## [What is being asked]
Wherever a picture appears, skip it and retype the rest of the data exactly.
○ ○ ○ ○ ○ ○ ○
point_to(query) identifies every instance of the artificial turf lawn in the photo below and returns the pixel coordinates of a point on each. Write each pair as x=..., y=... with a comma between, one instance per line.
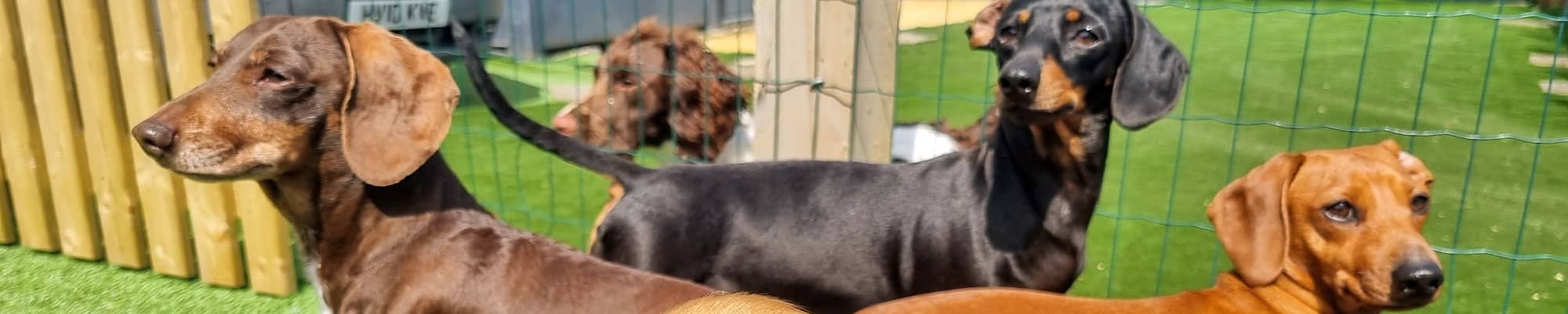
x=1158, y=181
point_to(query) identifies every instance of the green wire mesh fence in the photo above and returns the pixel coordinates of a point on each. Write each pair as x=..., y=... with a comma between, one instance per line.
x=1465, y=86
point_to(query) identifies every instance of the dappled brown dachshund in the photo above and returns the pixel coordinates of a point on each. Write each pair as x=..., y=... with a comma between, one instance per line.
x=655, y=82
x=341, y=125
x=1321, y=232
x=840, y=236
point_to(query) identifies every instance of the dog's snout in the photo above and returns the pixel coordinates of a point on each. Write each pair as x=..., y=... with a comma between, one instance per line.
x=565, y=125
x=1415, y=283
x=1020, y=81
x=154, y=137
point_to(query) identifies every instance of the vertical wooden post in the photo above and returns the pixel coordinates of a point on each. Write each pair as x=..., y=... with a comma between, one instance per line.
x=107, y=136
x=145, y=90
x=62, y=128
x=186, y=51
x=24, y=153
x=267, y=254
x=851, y=49
x=7, y=224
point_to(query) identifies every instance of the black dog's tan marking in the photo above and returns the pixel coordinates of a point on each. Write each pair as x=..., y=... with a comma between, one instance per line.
x=841, y=236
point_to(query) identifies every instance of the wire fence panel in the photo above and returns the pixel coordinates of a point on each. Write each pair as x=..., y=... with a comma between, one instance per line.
x=1461, y=84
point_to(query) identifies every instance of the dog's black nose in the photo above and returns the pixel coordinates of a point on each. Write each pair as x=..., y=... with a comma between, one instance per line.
x=1415, y=283
x=154, y=137
x=1020, y=81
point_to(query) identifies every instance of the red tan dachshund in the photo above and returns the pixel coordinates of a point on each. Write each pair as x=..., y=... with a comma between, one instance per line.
x=341, y=125
x=1321, y=232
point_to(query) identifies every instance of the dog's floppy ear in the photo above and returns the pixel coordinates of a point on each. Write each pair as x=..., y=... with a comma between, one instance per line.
x=1415, y=169
x=399, y=108
x=1250, y=219
x=1150, y=78
x=984, y=27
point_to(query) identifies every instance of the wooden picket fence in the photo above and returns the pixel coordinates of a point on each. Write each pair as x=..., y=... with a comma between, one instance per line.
x=74, y=78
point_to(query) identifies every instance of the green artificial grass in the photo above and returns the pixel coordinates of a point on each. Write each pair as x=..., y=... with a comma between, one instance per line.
x=53, y=283
x=1150, y=236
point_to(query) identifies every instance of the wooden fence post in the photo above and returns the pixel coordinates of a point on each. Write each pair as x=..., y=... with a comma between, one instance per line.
x=851, y=49
x=267, y=252
x=145, y=90
x=107, y=136
x=7, y=224
x=24, y=153
x=186, y=51
x=62, y=128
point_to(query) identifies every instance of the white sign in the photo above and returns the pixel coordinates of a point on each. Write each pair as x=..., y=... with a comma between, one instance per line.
x=402, y=15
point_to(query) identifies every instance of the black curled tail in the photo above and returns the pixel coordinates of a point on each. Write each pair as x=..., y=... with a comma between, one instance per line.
x=529, y=131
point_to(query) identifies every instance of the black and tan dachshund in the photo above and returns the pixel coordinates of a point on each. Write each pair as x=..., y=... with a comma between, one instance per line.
x=838, y=236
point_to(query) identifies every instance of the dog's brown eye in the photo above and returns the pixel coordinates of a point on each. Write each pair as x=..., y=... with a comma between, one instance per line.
x=1007, y=35
x=1341, y=213
x=1420, y=205
x=1086, y=37
x=274, y=76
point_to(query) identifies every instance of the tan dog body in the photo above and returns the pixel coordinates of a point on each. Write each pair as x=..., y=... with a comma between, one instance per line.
x=341, y=126
x=1323, y=232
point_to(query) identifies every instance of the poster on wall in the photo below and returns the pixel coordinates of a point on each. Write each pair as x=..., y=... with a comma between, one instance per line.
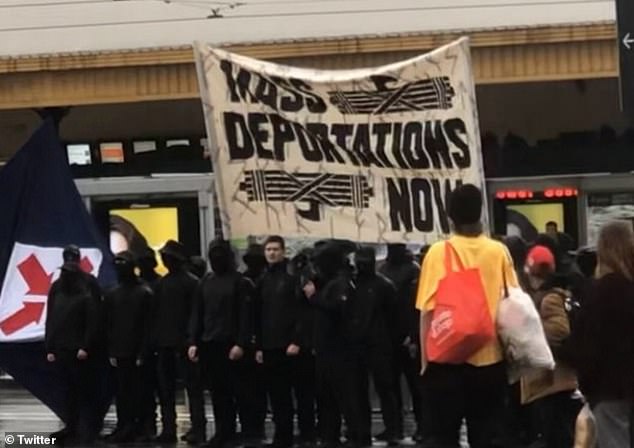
x=369, y=155
x=138, y=229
○ ○ ○ ○ ○ ○ ○
## [Result of the exercise]
point_to(query) identifies every instance of the artificial turf lawn in the photo below and returns the pixel coordinates of a point on each. Write each pair as x=..., y=... with a comma between, one instance per line.
x=1158, y=181
point_to(query) identifies every instance of the green wire mesh fence in the photo above and returns the pixel coordinates of a point on each. Write each pair as x=..., y=... with a comma between, one instance per line.
x=1465, y=86
point_to(query) identifies every instance of the dappled brown dachshund in the photo above and returns the pixel coordinates of a point on each. Write each pair as x=..., y=... with a comma between, one instance per line.
x=655, y=82
x=341, y=125
x=1321, y=232
x=840, y=236
point_to(query) identifies every instance of the dog's snout in the photo above and returns the pixel coordinates of a point on each. Write each pair as x=..., y=... with a comma between, one instance per line.
x=565, y=125
x=1415, y=283
x=1020, y=81
x=154, y=137
point_to(query) identifies every instance of the vertical wooden post in the photo above and returns the pixel coordinates of a point on each. Write each pair as x=..., y=... with a comma between, one instance per line.
x=107, y=136
x=145, y=90
x=62, y=128
x=186, y=51
x=24, y=153
x=267, y=254
x=851, y=49
x=7, y=224
point_to(query) identifies every instance of the black dog's tan marking in the photo above and returns the pixel coordinates of a point on each. Write each pair as x=..., y=... with a comma between, one instance per line.
x=841, y=236
point_to(query) identifies every instance of the wire fence panel in the photo above and returns the pixel coordinates of a point on each. Write each pair as x=..., y=... with a comma between, one instance per line.
x=1461, y=84
point_to(query) identifies every instance of the dog's black nose in the photo above and returns the pixel coordinates of a point on each. Write each pair as x=..., y=... with a comma between, one instance per line.
x=1415, y=283
x=154, y=137
x=1020, y=81
point_to(query) identifies every instance of the red tan dachshund in the photo above and returns the pixel coordinates of a point on each. Write each pair as x=..., y=... with a comma between, one instance per line.
x=341, y=125
x=1321, y=232
point_to(query) identifies every instance of the dog's floppy ear in the photo above and returns the pixel coordinates of a point on each. Write each pair as x=..., y=... with a comma between, one instance per line.
x=1415, y=169
x=399, y=108
x=1250, y=219
x=1150, y=78
x=984, y=27
point_to(query) identifies every instance of the wooden picket fence in the photo above and returns the pixel coordinates of a point on each. Write each pair as x=..., y=... with a comma between, one instance per line.
x=74, y=78
point_to(query) identifies every instance of the green artificial grass in the photo above and returns the pixel coordinates of a point on each. Write each pair as x=..., y=... with a comma between, one instance per line.
x=53, y=283
x=1150, y=236
point_to(query) identifies every instance of the wooden fence post in the photo above and returns the pixel coordinates of a point on each. Write each pair as x=..., y=... with a comma between, one instance per line.
x=851, y=49
x=267, y=252
x=145, y=90
x=107, y=136
x=7, y=224
x=24, y=153
x=186, y=51
x=62, y=128
point_to(query) identifies every instance of the white sign in the photo above and returns the pixel coordinates of a point on each. Write each pair as x=..., y=... with a comma between, one instance per line.
x=402, y=15
point_to(query) identifies every instance of the black curled tail in the photo above and returns the pixel coordinates of a point on each. Write each pair as x=..., y=... with a comma between, one instance per line.
x=529, y=131
point_to(query) identifies every instance of the black and tan dachshund in the photo above and returns the pixel coordinates of a point on each. Write each pair as x=..., y=... with a comma between, one instance per line.
x=838, y=236
point_to(query) identifies every instance of the dog's brown eye in the photo above and returns the pixel coordinates of a point on each. Write each pair as x=..., y=... with a comma between, one instance per line.
x=1007, y=35
x=1341, y=213
x=1420, y=205
x=1086, y=37
x=274, y=76
point_to(query) identifies every instance of the tan dog body in the photo above and returns the pixel coordinates of a point on each. Write each pair as x=..., y=... with a comma between, one instance per line.
x=341, y=126
x=1323, y=232
point_to(query) identifies every instance of the poster on wall in the photo below and returns the pixel coordinates of a point on each. Write each pair as x=..., y=... with a comma between, one instance per line.
x=369, y=155
x=138, y=229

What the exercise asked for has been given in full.